--- START Input records ---
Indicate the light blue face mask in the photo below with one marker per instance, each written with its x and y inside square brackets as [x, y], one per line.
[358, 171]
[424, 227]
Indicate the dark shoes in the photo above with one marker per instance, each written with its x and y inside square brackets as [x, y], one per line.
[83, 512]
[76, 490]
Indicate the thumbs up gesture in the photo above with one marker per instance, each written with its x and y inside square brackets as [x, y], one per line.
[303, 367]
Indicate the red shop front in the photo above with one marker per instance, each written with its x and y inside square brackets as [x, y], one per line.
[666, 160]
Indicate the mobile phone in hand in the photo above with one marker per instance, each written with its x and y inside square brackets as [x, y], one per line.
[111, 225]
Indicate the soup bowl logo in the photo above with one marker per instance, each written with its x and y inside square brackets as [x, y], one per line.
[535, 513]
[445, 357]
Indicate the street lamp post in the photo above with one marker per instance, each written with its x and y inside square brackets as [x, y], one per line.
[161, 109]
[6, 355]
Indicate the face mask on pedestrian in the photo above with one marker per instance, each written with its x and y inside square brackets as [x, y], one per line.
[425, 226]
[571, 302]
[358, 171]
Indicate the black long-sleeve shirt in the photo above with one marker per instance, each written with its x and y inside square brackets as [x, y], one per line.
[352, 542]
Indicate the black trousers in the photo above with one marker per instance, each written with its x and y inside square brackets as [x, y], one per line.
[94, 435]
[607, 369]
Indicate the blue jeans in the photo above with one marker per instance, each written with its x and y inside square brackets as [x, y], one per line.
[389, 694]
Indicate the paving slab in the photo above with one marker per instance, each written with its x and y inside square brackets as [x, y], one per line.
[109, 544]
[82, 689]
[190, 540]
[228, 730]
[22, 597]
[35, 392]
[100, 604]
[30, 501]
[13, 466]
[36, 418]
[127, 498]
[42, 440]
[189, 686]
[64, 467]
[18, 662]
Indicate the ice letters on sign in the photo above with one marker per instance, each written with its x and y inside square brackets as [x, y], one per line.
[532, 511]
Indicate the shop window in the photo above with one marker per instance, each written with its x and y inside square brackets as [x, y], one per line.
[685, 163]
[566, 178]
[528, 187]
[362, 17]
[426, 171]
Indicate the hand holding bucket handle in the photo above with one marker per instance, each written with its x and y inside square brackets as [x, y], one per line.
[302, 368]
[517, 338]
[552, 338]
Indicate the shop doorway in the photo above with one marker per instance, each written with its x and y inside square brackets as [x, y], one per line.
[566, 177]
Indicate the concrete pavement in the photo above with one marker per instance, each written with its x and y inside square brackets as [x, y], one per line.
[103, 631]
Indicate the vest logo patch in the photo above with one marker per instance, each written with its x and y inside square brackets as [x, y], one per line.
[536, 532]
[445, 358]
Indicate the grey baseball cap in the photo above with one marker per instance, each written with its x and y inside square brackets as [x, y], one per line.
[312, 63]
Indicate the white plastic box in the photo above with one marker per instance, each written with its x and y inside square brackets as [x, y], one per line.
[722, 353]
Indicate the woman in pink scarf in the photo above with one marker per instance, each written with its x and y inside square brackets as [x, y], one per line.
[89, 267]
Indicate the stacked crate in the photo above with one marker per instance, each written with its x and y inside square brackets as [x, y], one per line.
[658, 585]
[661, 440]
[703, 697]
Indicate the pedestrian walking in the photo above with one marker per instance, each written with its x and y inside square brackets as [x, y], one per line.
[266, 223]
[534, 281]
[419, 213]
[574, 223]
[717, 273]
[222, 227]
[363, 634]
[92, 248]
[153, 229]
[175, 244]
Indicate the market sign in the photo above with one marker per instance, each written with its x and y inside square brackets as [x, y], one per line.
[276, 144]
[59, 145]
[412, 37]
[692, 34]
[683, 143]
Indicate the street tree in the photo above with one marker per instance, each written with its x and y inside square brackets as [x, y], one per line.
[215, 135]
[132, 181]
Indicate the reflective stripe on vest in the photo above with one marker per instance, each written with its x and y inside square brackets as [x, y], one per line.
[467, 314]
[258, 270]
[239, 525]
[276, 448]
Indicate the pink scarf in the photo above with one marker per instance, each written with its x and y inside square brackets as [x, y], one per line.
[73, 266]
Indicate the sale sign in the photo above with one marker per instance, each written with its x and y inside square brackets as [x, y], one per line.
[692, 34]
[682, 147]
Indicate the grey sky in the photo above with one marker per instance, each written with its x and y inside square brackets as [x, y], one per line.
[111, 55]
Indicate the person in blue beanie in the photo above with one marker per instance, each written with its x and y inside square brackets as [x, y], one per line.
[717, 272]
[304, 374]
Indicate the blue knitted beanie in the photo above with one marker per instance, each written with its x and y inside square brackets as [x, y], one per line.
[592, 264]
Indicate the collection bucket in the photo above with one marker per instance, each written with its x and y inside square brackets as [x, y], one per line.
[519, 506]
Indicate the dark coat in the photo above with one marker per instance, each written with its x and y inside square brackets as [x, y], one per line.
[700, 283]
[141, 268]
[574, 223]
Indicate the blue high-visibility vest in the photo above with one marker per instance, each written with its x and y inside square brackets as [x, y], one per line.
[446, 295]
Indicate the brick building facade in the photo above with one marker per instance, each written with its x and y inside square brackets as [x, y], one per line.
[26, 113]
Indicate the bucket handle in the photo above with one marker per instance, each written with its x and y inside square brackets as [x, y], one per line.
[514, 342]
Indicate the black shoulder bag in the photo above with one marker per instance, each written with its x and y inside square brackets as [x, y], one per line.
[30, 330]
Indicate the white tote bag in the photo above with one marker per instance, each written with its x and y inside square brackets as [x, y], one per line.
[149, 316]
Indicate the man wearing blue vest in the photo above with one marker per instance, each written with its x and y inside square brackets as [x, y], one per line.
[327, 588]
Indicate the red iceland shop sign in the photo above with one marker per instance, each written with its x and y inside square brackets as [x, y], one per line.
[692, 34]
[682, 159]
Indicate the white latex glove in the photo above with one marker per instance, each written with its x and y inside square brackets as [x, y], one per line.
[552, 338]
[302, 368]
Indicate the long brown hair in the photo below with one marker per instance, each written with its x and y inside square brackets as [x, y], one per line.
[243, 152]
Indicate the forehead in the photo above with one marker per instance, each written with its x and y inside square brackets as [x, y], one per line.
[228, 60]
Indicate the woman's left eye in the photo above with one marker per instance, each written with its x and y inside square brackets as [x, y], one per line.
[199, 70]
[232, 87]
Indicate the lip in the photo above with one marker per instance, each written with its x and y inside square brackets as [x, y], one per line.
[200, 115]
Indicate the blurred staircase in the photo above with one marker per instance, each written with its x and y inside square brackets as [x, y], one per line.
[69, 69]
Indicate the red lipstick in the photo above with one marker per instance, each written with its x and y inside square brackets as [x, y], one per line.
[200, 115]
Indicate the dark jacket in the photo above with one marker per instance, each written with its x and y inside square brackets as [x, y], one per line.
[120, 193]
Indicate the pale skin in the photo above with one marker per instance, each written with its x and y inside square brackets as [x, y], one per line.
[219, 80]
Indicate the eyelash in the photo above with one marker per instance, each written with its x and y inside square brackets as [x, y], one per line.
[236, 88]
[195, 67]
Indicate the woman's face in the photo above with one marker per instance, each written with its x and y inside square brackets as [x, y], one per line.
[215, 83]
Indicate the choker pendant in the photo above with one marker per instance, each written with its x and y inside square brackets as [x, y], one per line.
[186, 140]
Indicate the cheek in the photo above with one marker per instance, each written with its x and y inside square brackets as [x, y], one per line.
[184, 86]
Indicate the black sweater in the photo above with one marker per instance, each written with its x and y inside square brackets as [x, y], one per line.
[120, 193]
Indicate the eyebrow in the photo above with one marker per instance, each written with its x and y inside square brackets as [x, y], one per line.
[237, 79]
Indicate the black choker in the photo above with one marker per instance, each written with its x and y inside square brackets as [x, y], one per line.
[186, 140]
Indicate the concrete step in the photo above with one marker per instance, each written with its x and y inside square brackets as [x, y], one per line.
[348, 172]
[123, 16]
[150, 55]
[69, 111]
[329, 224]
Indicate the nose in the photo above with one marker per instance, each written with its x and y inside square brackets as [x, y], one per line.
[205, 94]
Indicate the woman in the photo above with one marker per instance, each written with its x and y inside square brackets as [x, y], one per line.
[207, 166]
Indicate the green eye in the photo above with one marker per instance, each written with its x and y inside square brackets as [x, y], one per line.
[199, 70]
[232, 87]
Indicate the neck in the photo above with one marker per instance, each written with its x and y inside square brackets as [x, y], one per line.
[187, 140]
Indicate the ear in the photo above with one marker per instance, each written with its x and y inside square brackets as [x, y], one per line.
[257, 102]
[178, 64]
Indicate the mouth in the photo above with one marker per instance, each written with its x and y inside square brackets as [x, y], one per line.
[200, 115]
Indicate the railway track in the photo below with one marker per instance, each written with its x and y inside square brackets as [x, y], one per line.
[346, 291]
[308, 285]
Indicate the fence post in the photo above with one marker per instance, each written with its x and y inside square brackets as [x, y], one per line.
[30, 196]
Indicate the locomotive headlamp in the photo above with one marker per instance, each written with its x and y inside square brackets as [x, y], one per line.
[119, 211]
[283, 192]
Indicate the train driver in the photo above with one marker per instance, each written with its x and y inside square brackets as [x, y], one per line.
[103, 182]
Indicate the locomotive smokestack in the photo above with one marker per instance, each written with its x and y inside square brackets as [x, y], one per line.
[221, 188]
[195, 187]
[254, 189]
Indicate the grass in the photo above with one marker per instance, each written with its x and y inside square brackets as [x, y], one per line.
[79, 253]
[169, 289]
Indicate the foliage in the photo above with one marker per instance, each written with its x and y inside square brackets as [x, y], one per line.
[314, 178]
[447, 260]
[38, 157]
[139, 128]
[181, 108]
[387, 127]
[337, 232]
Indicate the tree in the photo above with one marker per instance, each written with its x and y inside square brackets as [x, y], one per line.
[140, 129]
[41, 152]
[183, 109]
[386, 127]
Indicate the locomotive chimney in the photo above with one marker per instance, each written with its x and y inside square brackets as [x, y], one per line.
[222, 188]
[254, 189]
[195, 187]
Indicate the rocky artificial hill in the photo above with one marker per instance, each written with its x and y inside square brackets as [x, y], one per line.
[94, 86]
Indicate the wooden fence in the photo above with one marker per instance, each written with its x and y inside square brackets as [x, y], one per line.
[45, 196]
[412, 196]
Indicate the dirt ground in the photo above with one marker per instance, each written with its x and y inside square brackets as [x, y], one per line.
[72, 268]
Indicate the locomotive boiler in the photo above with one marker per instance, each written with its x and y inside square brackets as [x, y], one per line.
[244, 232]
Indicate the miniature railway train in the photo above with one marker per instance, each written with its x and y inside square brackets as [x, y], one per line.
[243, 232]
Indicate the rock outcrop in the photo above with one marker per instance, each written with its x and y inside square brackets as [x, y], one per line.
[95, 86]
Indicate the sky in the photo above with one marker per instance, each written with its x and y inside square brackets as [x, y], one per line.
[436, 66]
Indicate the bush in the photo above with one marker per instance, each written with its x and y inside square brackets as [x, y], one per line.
--- END Input records ---
§ **Exercise goal**
All lines from the one with "Indicate the locomotive boiler" through the final line above are to be quoted exactly; quote no other line.

§ **Output of the task**
Indicate the locomotive boiler in the photo above with one marker per instance, each written with its x and y inside square brackets as [x, y], one per line.
[244, 232]
Indicate the miniature railway train in the photo above with one marker per instance, each written with its x and y inside square brackets as [x, y], one per line.
[243, 232]
Indicate the rock outcrop in the photo above with one marker per instance, each written with its x and y inside square brackets as [x, y], one per line.
[95, 86]
Indicate the sky in the photo above with one marker per instance, each written with its x and y inside square brackets as [x, y], one per line.
[436, 66]
Indicate the bush in the photo above with one marker per instance, each written with its x and y inside square brackets as [x, y], one per line.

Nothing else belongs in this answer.